About this exercise — Find each line in the entries below that contains the string "positive", and copy those lines. Letter case must match.

Records to process —

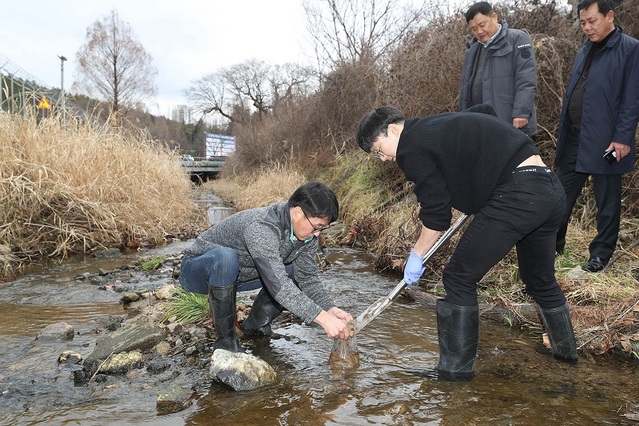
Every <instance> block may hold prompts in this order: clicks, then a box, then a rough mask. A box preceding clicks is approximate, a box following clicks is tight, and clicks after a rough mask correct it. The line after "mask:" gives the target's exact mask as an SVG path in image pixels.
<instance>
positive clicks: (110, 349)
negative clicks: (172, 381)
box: [84, 315, 164, 366]
mask: <svg viewBox="0 0 639 426" xmlns="http://www.w3.org/2000/svg"><path fill="white" fill-rule="evenodd" d="M163 337H164V334H163V331H162V329H161V328H160V327H159V326H158V325H157V324H155V323H154V322H153V320H152V319H151V318H149V317H147V316H146V315H138V316H136V317H134V318H132V319H130V320H127V321H125V322H124V323H123V324H122V328H120V329H118V330H116V331H114V332H113V333H109V334H107V335H104V336H101V337H100V338H98V339H97V340H96V343H95V349H94V350H93V352H92V353H91V354H90V355H89V356H88V357H87V359H86V360H85V361H84V364H85V365H87V366H90V365H92V364H94V363H99V362H100V361H102V360H105V359H107V358H108V357H109V356H110V355H112V354H118V353H120V352H129V351H133V350H136V349H137V350H140V351H145V350H149V349H152V348H153V347H154V346H155V345H157V344H158V343H159V342H160V341H162V339H163Z"/></svg>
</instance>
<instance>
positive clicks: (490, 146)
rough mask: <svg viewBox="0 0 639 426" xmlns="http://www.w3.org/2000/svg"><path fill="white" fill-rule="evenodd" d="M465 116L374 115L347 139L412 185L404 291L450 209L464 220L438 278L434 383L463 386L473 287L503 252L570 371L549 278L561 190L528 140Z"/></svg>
mask: <svg viewBox="0 0 639 426" xmlns="http://www.w3.org/2000/svg"><path fill="white" fill-rule="evenodd" d="M471 110H472V111H471ZM471 110H467V111H464V112H455V113H444V114H438V115H433V116H428V117H424V118H413V119H406V118H405V117H404V115H403V114H402V113H401V112H400V111H399V110H397V109H396V108H393V107H390V106H384V107H380V108H377V109H375V110H373V111H371V112H369V113H368V114H367V115H366V116H365V117H364V118H363V119H362V121H361V123H360V125H359V129H358V131H357V143H358V144H359V146H360V147H361V148H362V149H363V150H364V151H366V152H373V154H374V155H375V156H376V157H378V158H379V159H380V160H382V161H396V162H397V165H398V166H399V168H400V169H401V170H402V171H403V172H404V175H405V176H406V178H407V179H408V180H409V181H412V182H414V184H415V189H414V191H415V195H416V196H417V200H418V202H419V204H420V212H419V218H420V220H421V222H422V230H421V234H420V236H419V238H418V240H417V242H416V243H415V245H414V247H413V248H412V250H411V253H410V256H409V258H408V260H407V262H406V266H405V268H404V281H405V282H406V283H407V284H413V283H415V282H417V281H418V280H419V278H420V276H421V275H422V273H423V271H424V266H423V265H422V257H423V255H424V254H425V253H426V252H427V251H428V250H429V249H430V247H431V246H432V245H433V244H434V243H435V242H436V241H437V239H438V238H439V236H440V234H441V232H442V231H445V230H446V229H448V228H449V226H450V223H451V218H452V211H451V209H452V208H454V209H456V210H459V211H461V212H464V213H466V214H472V215H474V218H473V221H472V222H471V224H470V225H469V226H468V228H467V230H466V231H465V232H464V234H463V235H462V237H461V239H460V241H459V243H458V245H457V248H456V249H455V252H454V254H453V256H452V257H451V259H450V262H449V263H448V264H447V265H446V267H445V269H444V273H443V283H444V287H445V289H446V296H445V297H444V299H443V300H438V301H437V328H438V336H439V363H438V365H437V367H436V370H437V372H438V373H439V377H440V378H442V379H448V380H467V379H470V378H472V376H473V365H474V362H475V356H476V354H477V348H478V345H479V309H478V302H477V283H478V282H479V281H480V280H481V279H482V277H483V276H484V275H485V274H486V273H487V272H488V271H489V270H490V269H491V268H492V267H493V266H494V265H495V264H496V263H497V262H499V261H500V260H501V259H502V258H504V257H505V256H506V255H507V254H508V252H509V251H510V250H511V249H512V248H513V246H514V247H516V249H517V258H518V261H519V271H520V274H521V277H522V280H523V281H524V283H525V284H526V292H527V293H528V294H529V295H530V296H532V297H533V298H534V299H535V301H536V302H537V304H538V305H539V308H540V312H541V316H542V319H543V322H544V325H545V327H546V330H547V332H548V334H549V336H550V340H551V343H552V353H553V355H554V356H555V357H556V358H558V359H561V360H564V361H569V362H576V361H577V350H576V344H575V336H574V331H573V328H572V323H571V320H570V311H569V309H568V305H567V302H566V298H565V296H564V293H563V291H562V290H561V288H560V287H559V285H558V283H557V280H556V279H555V268H554V262H555V239H556V235H557V229H558V228H559V225H560V223H561V220H562V217H563V214H564V209H565V203H566V201H565V195H564V189H563V187H562V186H561V184H560V183H559V180H558V179H557V176H556V175H555V174H554V173H553V172H552V171H551V170H550V169H549V168H548V167H546V165H545V164H544V163H543V161H542V159H541V157H540V155H539V151H538V150H537V148H536V147H535V146H534V144H533V143H532V141H531V140H530V138H529V137H528V136H526V135H525V134H523V133H522V132H521V131H519V130H518V129H516V128H515V127H513V126H512V125H510V124H509V123H506V122H504V121H502V120H500V119H499V118H497V117H496V116H495V112H494V109H493V108H492V107H490V106H488V105H479V106H475V107H473V108H472V109H471Z"/></svg>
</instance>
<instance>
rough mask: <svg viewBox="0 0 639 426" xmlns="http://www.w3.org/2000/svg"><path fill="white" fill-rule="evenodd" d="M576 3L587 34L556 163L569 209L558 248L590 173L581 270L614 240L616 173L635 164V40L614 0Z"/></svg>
mask: <svg viewBox="0 0 639 426" xmlns="http://www.w3.org/2000/svg"><path fill="white" fill-rule="evenodd" d="M577 10H578V12H579V21H580V24H581V28H582V30H583V32H584V34H585V35H586V37H587V38H588V40H586V42H585V43H584V46H583V47H582V49H581V50H580V51H579V53H578V54H577V57H576V58H575V63H574V65H573V70H572V75H571V77H570V82H569V83H568V87H567V89H566V95H565V97H564V100H563V106H562V111H561V118H560V125H559V134H558V139H557V157H556V159H555V164H556V165H557V175H558V176H559V179H560V181H561V183H562V185H563V186H564V188H565V190H566V203H567V204H566V206H567V208H566V214H565V217H564V220H563V223H562V226H561V227H560V229H559V233H558V234H557V247H556V250H557V253H562V252H563V250H564V247H565V245H566V230H567V227H568V220H569V219H570V213H571V211H572V208H573V207H574V205H575V202H576V200H577V198H578V196H579V194H580V192H581V189H582V188H583V186H584V184H585V183H586V180H587V179H588V176H592V183H593V191H594V195H595V202H596V204H597V210H598V213H597V235H596V236H595V238H594V239H593V240H592V241H591V243H590V247H589V250H590V257H589V260H588V262H587V263H586V264H584V265H583V269H584V270H585V271H589V272H599V271H601V270H602V269H603V268H604V267H605V266H606V265H607V264H608V262H609V261H610V257H611V256H612V253H613V252H614V250H615V247H616V245H617V238H618V235H619V221H620V214H621V177H622V175H623V174H624V173H628V172H630V171H632V169H633V167H634V159H635V132H636V130H637V122H638V121H639V42H638V41H637V40H635V39H634V38H632V37H629V36H627V35H625V34H623V32H622V30H621V28H620V27H619V26H616V25H615V23H614V17H615V14H614V11H613V4H612V1H611V0H582V1H581V2H580V3H579V5H578V6H577ZM607 153H608V155H607V160H606V158H604V155H606V154H607Z"/></svg>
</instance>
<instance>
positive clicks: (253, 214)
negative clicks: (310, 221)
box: [185, 202, 335, 324]
mask: <svg viewBox="0 0 639 426" xmlns="http://www.w3.org/2000/svg"><path fill="white" fill-rule="evenodd" d="M290 236H291V215H290V208H289V206H288V203H285V202H280V203H276V204H272V205H270V206H268V207H259V208H255V209H250V210H244V211H241V212H238V213H235V214H234V215H232V216H230V217H227V218H226V219H224V220H222V221H221V222H219V223H218V224H217V225H215V226H212V227H211V228H209V229H207V230H206V231H204V232H203V233H202V234H200V235H199V236H198V237H197V239H196V240H195V242H194V243H193V245H192V246H191V247H189V248H187V249H186V250H185V255H186V256H199V255H201V254H203V253H205V252H207V251H209V250H211V249H212V248H215V247H218V246H224V247H230V248H232V249H234V250H235V251H237V253H238V254H239V259H240V272H239V275H238V282H244V281H249V280H253V279H256V278H258V277H259V278H260V279H261V280H262V282H263V284H264V287H266V289H267V290H268V291H269V293H270V294H271V295H272V296H273V298H274V299H275V300H276V301H277V302H278V303H279V304H281V305H282V306H283V307H284V308H286V309H287V310H289V311H290V312H292V313H293V314H294V315H296V316H298V317H300V318H301V319H303V320H304V322H305V323H306V324H311V323H312V322H313V320H314V319H315V318H316V317H317V315H319V313H320V312H321V311H322V309H323V310H328V309H330V308H332V307H333V306H335V304H334V303H333V300H332V298H331V297H330V295H329V294H328V291H327V289H326V287H325V286H324V285H323V283H322V282H321V280H320V279H319V276H318V275H319V268H318V266H317V262H316V260H315V256H316V254H317V250H318V247H319V245H318V242H317V238H313V239H311V240H310V241H308V242H304V241H298V240H297V239H296V238H295V237H293V241H291V238H290ZM289 264H292V266H293V271H294V277H295V281H296V282H297V285H296V284H295V282H293V281H292V280H291V279H290V278H289V277H288V275H287V273H286V270H285V265H289Z"/></svg>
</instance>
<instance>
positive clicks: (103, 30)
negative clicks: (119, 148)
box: [76, 9, 158, 116]
mask: <svg viewBox="0 0 639 426" xmlns="http://www.w3.org/2000/svg"><path fill="white" fill-rule="evenodd" d="M76 56H77V62H78V65H79V66H78V73H79V81H78V82H76V87H77V88H79V89H81V90H84V91H86V92H87V93H88V94H89V95H90V96H95V97H98V98H101V99H105V100H107V101H108V102H110V103H111V105H112V112H114V113H116V114H117V115H118V116H119V115H121V113H122V110H123V109H124V108H133V107H134V106H135V105H136V104H137V103H139V102H141V101H143V100H146V99H148V98H150V97H153V96H155V95H156V94H157V87H156V86H155V77H156V76H157V73H158V72H157V69H156V68H155V67H154V66H153V64H152V63H153V60H152V58H151V55H149V54H148V53H147V52H146V50H145V49H144V47H143V46H142V44H141V43H140V42H139V41H138V40H137V39H136V37H135V35H134V33H133V31H132V30H131V27H130V26H129V25H128V24H127V23H125V22H123V21H122V20H121V19H120V17H119V16H118V13H117V11H116V10H115V9H114V10H112V11H111V14H110V15H108V16H106V17H104V18H103V19H102V20H101V21H96V22H95V23H94V24H93V25H92V26H91V27H88V28H87V42H86V44H84V45H82V46H81V47H80V49H79V50H78V52H77V53H76Z"/></svg>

Response to the exercise —
positive clicks: (110, 349)
positive clicks: (490, 146)
positive clicks: (253, 214)
positive clicks: (103, 30)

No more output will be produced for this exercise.